WHAT THE TASK REQUIRES: All of the data below should be written out exactly.
[Begin PROVIDED RECORDS]
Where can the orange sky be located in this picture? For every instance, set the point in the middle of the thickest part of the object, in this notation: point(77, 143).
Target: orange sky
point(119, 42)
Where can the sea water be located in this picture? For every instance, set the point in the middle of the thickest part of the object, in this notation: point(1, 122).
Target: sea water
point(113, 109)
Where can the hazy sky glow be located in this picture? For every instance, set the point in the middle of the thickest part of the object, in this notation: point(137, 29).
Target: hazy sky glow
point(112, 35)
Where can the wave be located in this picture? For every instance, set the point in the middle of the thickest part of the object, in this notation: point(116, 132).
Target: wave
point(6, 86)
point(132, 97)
[End PROVIDED RECORDS]
SOLUTION FOR THIS PROBLEM:
Where can the orange sky be located in this picture? For every instance, set the point in the middle of the thickest part of the object, in this notation: point(77, 143).
Target: orange sky
point(119, 42)
Where can the sea water be located in this picture? For every instance, set the point in the middle of the thickest part of the object, in this notation: point(1, 122).
Target: sea water
point(113, 109)
Where can the hazy sky glow be located in this picture? For every instance, set the point in the middle of the thickest part of the object, in this notation: point(137, 29).
Target: hazy sky glow
point(112, 35)
Where can the wave be located in this picture? For every instance, set the point in the middle of the thickest part of the object, in this notation: point(116, 132).
Target: wave
point(6, 86)
point(132, 97)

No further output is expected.